• [TASK OBJECTIVE]
In the material below, copy word for word the lines from the one containing "Definition first: for each instance of the woman in" through the one containing "[[433, 389]]", both included, and nothing else.

## Begin MATERIAL PROVIDED

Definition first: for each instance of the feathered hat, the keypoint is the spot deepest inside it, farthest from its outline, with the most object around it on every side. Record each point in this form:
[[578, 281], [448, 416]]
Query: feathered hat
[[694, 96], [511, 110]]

## End MATERIAL PROVIDED
## Begin MATERIAL PROVIDED

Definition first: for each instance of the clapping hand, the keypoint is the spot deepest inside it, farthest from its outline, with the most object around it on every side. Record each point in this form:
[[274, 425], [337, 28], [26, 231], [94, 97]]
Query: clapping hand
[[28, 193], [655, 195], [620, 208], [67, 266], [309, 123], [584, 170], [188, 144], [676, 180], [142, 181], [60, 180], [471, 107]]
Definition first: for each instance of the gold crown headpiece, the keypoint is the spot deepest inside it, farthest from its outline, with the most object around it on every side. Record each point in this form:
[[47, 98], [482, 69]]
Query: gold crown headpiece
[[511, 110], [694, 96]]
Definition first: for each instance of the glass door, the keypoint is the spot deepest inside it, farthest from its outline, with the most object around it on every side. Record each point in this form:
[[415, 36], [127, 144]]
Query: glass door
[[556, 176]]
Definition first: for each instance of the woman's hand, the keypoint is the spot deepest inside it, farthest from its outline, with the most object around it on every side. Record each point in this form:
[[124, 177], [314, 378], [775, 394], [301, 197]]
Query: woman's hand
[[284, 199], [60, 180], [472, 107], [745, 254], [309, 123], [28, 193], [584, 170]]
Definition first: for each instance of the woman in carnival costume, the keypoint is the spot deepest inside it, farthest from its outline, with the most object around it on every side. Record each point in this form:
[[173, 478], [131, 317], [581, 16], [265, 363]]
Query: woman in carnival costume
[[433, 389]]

## End MATERIAL PROVIDED
## Begin MATERIAL PROVIDED

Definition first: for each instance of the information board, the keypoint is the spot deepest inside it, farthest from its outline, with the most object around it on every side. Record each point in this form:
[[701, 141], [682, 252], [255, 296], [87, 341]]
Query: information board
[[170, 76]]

## End MATERIAL PROVIDED

• [RESPONSE]
Definition first: for each instance of the woman in carnival costume, the keypoint is the spot deepest inside it, farthest from its outline, with the most object around it on every side. Record each point in this form:
[[173, 478], [131, 317], [581, 16], [265, 363]]
Query: woman in carnival costume
[[433, 389]]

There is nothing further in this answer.